» Things to do:
(A) In the nuclear safety discussion, take the part that opens with the words containing "When did a dam" and closes with "or hydro dam.", and swap "Fukushima" for "Three Mile Island" each time it appears.
(B) In the nuclear safety discussion, which hydroelectric installation is said to have a failure death toll in the ballpark of every nuclear death combined?
(C) Write what comes next in the nuclear safety discussion, picking up right after its final sentence.

» Page:
-----

When did a dam failure in the Ukraine affect wildlife in Sweden for 30+ years? It's kind of a several-orders-of-magnitude larger area being affected for orders-of-magniture longer timespans.

Exxon valdez and even deepwater horizon is ancient history, Chernobyl is not, in fact it's current events. And will be, for the foreseeable future, as will Fukushima.

No Japanese alive today will stop paying for Fukushima for as long as they live. Are any other costs from the tsunami still ongoing?

>Happy to be proven wrong, but

Won't prove you wrong but maybe it will make you reconsider the link as a support of your argument:

Danger is what could happen, not what has actually happened.

A loaded gun is dangerous even if it hasn't been fired yet, nuclear plants are dangerous even if they haven't been bunker-buster-bombed yet. More so than any coal plant, tanker ship or hydro dam.

1 comments

This is exactly my point. You are looking at a single fantastic instance: you could have 100 Chernobyls and it would still be less destruction, illness, and death per TWh. To consider Deepwater Horizon "ancient history" is a particularly astonishing claim

> nuclear plants are dangerous even if they haven't been bunker-buster-bombed yet. More so than any coal plant, tanker ship or hydro dam

Banqiao dam was a single hydroelectric installation, for which the estimated death toll of its failure is in the ballpark of every nuclear death combined including Hiroshima and Nagasaki

>you could have 100 Chernobyls and it would still be less destruction

Sorry but this isn't true. You base this claim on what has happened but not what could have happened, which is a mistake.

-----

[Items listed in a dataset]
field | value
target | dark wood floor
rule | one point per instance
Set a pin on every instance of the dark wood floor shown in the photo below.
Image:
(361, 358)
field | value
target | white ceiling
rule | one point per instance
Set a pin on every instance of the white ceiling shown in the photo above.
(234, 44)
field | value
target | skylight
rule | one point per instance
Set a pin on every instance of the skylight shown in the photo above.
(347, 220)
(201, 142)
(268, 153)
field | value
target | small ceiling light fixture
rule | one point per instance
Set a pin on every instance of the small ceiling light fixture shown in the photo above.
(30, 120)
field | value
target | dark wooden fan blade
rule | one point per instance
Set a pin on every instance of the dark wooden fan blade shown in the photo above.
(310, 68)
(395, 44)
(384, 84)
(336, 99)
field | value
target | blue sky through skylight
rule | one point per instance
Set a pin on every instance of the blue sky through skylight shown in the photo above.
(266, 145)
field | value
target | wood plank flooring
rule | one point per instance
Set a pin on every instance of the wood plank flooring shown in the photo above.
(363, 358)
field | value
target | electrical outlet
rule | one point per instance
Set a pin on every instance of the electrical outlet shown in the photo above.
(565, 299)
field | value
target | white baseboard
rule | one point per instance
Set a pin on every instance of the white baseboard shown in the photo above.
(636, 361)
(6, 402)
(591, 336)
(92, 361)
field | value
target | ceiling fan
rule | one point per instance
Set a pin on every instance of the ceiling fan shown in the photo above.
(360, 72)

-----

» Responses per task:
(A)
When did a dam failure in the Ukraine affect wildlife in Sweden for 30+ years? It's kind of a several-orders-of-magnitude larger area being affected for orders-of-magniture longer timespans.

Exxon valdez and even deepwater horizon is ancient history, Chernobyl is not, in fact it's current events. And will be, for the foreseeable future, as will Three Mile Island.

No Japanese alive today will stop paying for Three Mile Island for as long as they live. Are any other costs from the tsunami still ongoing?

>Happy to be proven wrong, but

Won't prove you wrong but maybe it will make you reconsider the link as a support of your argument:

Danger is what could happen, not what has actually happened.

A loaded gun is dangerous even if it hasn't been fired yet, nuclear plants are dangerous even if they haven't been bunker-buster-bombed yet. More so than any coal plant, tanker ship or hydro dam.

(B) The Banqiao dam.

(C)
The actual truth is that 1 Chernobyl almost ruined Europe. If the heroic individuals who managed to stop the graphite fire had said "f it I'm outta here" instead of sacrificing their lives, it would have made large areas in far corners of Europe uninhabitable, and even larger areas unsuitable for farming, for decades.

This is not hyperbole, it is a likely outcome based on the amount of material that would have been released and prevailing weather patterns.

It didn't actually happen, but it could have. We were spared the worst case scenarios from Chernobyl.

100 Chernobyls would not have been 100 Chernobyls that lasted for a week, most of them would have pumped out sterilizing levels of radiation for months. Nothing humans have done to date would be comparable to such a scenario.

Danger is not related to what has happened, but what could happen. This is important to keep in mind when discussing things that will have consequences for centuries. Many things happen over centuries, we're not even a century from WW2 yet.

>To consider Deepwater Horizon "ancient history" is a particularly astonishing claim

Figuratively, of course. I meant that the deepwater event is handled and done. We don't actively need to consider how to handle it today. Nature is still recovering but you can eat any fish you catch in the gulf without worrying about the oil spill and you don't need to clean any birds.

Chernobyl is not over, and won't be for the foreseeable future. It could cause new fallout 100 years from now, our grandchildren might have to pay for a new sarcophagus, at the very least pay for maintenance of the existing one. It is an ongoing cost on several national budgets.

Only a very few things that humans do really compares to the the consequences from nuclear power. It's troubling to see it being so severely misunderstood and belittled even on a forum like this. If we decide to do it it should at the very least be with a good understanding of the actual risks.